Everything in the data should be repeated exactly, save for the images.

#### Data supplied

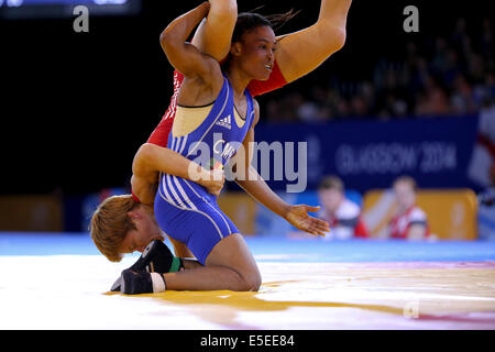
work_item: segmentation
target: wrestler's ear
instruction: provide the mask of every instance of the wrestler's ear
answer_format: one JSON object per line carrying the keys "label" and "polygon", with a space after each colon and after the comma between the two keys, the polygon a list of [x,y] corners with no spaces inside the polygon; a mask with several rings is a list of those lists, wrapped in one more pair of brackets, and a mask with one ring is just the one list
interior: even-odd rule
{"label": "wrestler's ear", "polygon": [[141,220],[143,216],[138,211],[138,209],[132,209],[131,211],[128,211],[128,217],[134,221]]}
{"label": "wrestler's ear", "polygon": [[233,56],[240,56],[242,54],[242,45],[240,42],[235,42],[230,46],[230,54]]}

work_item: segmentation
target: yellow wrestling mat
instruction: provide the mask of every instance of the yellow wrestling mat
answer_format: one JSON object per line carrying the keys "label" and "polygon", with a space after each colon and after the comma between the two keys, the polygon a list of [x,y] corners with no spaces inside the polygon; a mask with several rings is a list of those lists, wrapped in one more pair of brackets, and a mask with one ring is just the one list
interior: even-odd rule
{"label": "yellow wrestling mat", "polygon": [[258,293],[108,293],[135,262],[0,256],[0,329],[495,329],[495,263],[258,263]]}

########

Full output =>
work_item: segmentation
target: wrestler's ear
instruction: provide the mask of every instance of the wrestler's ear
answer_format: one JSON object per line carrying the keys "label" and "polygon", with a space after each colon and after the comma between the two keys, the polygon a list of [x,y] corners with no spaces inside the polygon; a mask with several rings is a list of those lists, wrapped in one more pair of brackets, and a mask with one ring is just the one list
interior: even-odd rule
{"label": "wrestler's ear", "polygon": [[141,220],[143,216],[138,211],[138,209],[132,209],[131,211],[128,211],[128,217],[134,221]]}
{"label": "wrestler's ear", "polygon": [[233,56],[240,56],[242,54],[242,45],[240,42],[235,42],[230,46],[230,54]]}

work_item: segmentation
target: yellow wrestling mat
instruction: provide the mask of every instance of the yellow wrestling mat
answer_format: one JSON object per line carrying the keys "label" and "polygon", with a space after each colon and after the comma between the two keys, the polygon a list of [x,y] corners with no spaces inside the polygon; a mask with several rings is a list of those lists, wrapped in one more pair of brackets, and a mask with one ring is just the one list
interior: even-odd rule
{"label": "yellow wrestling mat", "polygon": [[258,293],[108,293],[135,262],[0,256],[0,329],[495,329],[495,263],[258,263]]}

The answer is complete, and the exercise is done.